◆ JOBS
(1) Copy the part of the rabbit stroller post that begins with the words "I don’t know" and ends after the words "stroller like so.".
(2) Return every line in the listing that contains the string "bookshelf", matching case exactly.

───── DOCUMENT EXTRACT ─────

I made a rabbit stroller for under $15

Have you ever wondered how to make a rabbit stroller for your houserabbits, so you can take them places?  I wanted a rabbit stroller because my bunnies sometimes need to travel with me, such as when I took them to the vets today.  I originally wanted this rabbit stroller so I could include my rabbits in our wedding, but sadly the registry offices in the UK don’t allow pets or animals except guide dogs, and we didn’t want the rabbits to wait outside on the hottest day of 2014, so this project languished in obscurity.

My rabbit stroller is finally a successful, completed project!  After procrastinating for 2 years, I finally got it made last night.  It took about half an hour last night, plus about an hour or two (two years ago).  I couldn’t afford a fancy stroller conversion by a professional rabbit stroller company, and a dog stroller was way out of my price range too, so I made do with the cheapest pushchair money couldn’t buy:

When I bought the stroller (a pushchair), this was what it looked like.  Note the cracked handle (right) and the open front for baby’s feet to go through (or, for my rabbits to escape through)!  The pushchair was also dirty and very difficult to open and close, but it was an unbelievable bargain at £2.80 from a private seller on ebay.  There was no postage to pay as I collected it myself.  Why did I buy this shitty cheap stroller for my VIP bunnies?  Because at the end of the day, the fabric’s not important, I can fix that, but I wanted a good solid base, intact and working wheels, and more important than anything else, the backrest on the pushchair seat had to adjust to flat, to turn it into a pram, because I wanted more floorspace for the buns to lie down in.  This one had that function but still folds down for storage.

I bought a net cot cover (one of these) for about £2 from Amazon Warehouse Deals which, if you’ve never heard of it, is where you can buy loads of Amazon.com products at amazing discounts for reasons such as “the box is damaged” (which, if you shop on Amazon, you know happens all the time on full priced products anyway).  The strong mesh didn’t look like it would protect from mosquitoes as the holes in the mesh were too large, but it was perfect for keeping rabbits in their stroller while making the whole thing breathable (I didn’t want hot, cross bunnies).  I cut and sewed the mesh cover to the bottom of the fabric pad like so:

stroller3

This then went over the baby handrest like this, to stop rabbits escaping through the leg holes:

stroller4

Optionally, when it’s raining, it’s possible to also lift the foot rest up to cover the same spot with more solid plastic, but it does still need that mesh net there to stop the foot rest just falling down all the time:

stroller05

I don’t know what this is called but I bought it at the Mothercare outlet store on sale for £5.  The brand of this rain hood thingy is Mamas and Papas.  It’s like a rain hood with a mesh net, the whole thing attaches over the top of a stroller to keep bugs away from babies (or something, I really don’t know but all strollers seem to have things like this).  This one gets narrower towards one end for some reason, but overall it was perfect to attach to our stroller to stop the bunnies from just jumping out of their snuggly space:

stroller06

how to make a rabbit stroller DIY houserabbits
The hood thingy attached to the back of the stroller like so.

───── ITEMS ─────

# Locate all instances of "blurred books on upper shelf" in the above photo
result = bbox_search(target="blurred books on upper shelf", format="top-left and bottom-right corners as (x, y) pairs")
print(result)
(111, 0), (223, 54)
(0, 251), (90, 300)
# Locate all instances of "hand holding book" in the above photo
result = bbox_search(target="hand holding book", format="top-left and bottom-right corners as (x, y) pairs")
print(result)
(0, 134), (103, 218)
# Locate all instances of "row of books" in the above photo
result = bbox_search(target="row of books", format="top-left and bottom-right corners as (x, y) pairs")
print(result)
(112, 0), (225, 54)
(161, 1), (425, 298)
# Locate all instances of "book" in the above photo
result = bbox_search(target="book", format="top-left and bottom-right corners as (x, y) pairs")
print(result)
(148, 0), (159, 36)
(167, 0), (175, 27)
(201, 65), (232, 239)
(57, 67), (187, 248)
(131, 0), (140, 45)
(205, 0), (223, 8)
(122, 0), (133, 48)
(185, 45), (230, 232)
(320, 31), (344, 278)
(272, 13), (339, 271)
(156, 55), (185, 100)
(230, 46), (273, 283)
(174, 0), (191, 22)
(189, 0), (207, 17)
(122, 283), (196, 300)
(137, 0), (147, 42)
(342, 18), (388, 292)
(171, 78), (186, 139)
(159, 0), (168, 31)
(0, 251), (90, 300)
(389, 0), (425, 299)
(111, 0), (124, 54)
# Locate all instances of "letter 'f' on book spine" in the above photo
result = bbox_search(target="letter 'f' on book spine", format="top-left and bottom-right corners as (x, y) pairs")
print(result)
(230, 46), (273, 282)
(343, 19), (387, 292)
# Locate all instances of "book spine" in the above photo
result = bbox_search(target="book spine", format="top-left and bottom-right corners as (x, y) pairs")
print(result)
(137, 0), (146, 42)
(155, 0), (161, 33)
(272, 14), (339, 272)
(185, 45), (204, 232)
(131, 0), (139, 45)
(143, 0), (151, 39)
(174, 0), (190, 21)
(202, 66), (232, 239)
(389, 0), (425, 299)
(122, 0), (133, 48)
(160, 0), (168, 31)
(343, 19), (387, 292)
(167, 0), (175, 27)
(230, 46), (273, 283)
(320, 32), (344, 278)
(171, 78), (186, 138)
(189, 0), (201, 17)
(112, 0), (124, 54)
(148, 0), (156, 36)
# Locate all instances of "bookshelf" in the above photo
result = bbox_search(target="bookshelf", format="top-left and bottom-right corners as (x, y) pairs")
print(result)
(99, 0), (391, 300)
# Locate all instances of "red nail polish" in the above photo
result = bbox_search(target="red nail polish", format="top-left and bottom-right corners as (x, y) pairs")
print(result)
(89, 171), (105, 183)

─────

◆ RESPONSE LIST
(1)
I don’t know what this is called but I bought it at the Mothercare outlet store on sale for £5.  The brand of this rain hood thingy is Mamas and Papas.  It’s like a rain hood with a mesh net, the whole thing attaches over the top of a stroller to keep bugs away from babies (or something, I really don’t know but all strollers seem to have things like this).  This one gets narrower towards one end for some reason, but overall it was perfect to attach to our stroller to stop the bunnies from just jumping out of their snuggly space:

stroller06

how to make a rabbit stroller DIY houserabbits
The hood thingy attached to the back of the stroller like so.

(2)
# Locate all instances of "bookshelf" in the above photo
result = bbox_search(target="bookshelf", format="top-left and bottom-right corners as (x, y) pairs")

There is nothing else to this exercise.